### WORK REQUIRED
Count the lines in the material below that contain the string "trunk", matching case exactly. Reply with the number alone.
BEGIN RECORDS
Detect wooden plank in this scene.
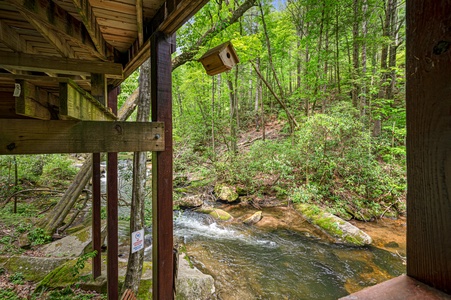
[0,89,27,119]
[124,0,207,78]
[92,153,102,279]
[91,74,108,106]
[150,33,174,300]
[406,0,451,293]
[0,20,26,52]
[340,275,451,300]
[59,81,116,121]
[72,0,112,54]
[7,0,111,60]
[24,14,75,58]
[0,119,165,155]
[0,51,122,78]
[107,153,119,300]
[16,80,59,120]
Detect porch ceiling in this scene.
[0,0,207,118]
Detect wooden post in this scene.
[91,73,108,106]
[406,0,451,293]
[92,153,102,279]
[107,88,119,300]
[150,33,174,300]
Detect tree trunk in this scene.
[351,0,360,108]
[122,60,150,295]
[38,84,138,235]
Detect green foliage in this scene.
[0,288,23,300]
[9,272,25,284]
[72,250,97,277]
[28,228,52,246]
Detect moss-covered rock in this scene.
[196,206,233,221]
[214,184,238,203]
[40,225,106,258]
[0,256,68,281]
[174,195,204,208]
[295,204,372,246]
[176,253,215,300]
[243,211,262,225]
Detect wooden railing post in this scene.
[150,33,174,300]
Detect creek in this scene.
[110,162,405,300]
[174,211,405,300]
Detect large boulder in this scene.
[174,195,204,208]
[295,204,372,246]
[176,253,215,300]
[40,225,106,258]
[243,211,262,225]
[196,206,233,221]
[196,206,233,221]
[0,256,68,281]
[215,184,238,203]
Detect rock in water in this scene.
[197,206,233,221]
[175,195,204,208]
[176,253,215,300]
[243,211,263,225]
[215,184,238,203]
[295,204,373,246]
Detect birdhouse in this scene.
[199,42,240,76]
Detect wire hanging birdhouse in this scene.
[199,41,240,76]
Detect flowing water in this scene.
[175,212,405,300]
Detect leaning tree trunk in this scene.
[122,60,150,295]
[38,89,138,235]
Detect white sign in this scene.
[13,83,22,97]
[132,229,144,253]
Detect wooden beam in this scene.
[136,0,144,47]
[92,153,102,279]
[0,20,27,52]
[0,119,165,155]
[7,0,108,60]
[16,80,59,120]
[406,0,451,294]
[72,0,112,54]
[152,0,208,35]
[59,81,116,121]
[124,0,208,78]
[0,51,122,78]
[107,153,119,300]
[22,13,75,58]
[91,73,108,106]
[150,33,174,300]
END RECORDS
### EXERCISE ANSWER
2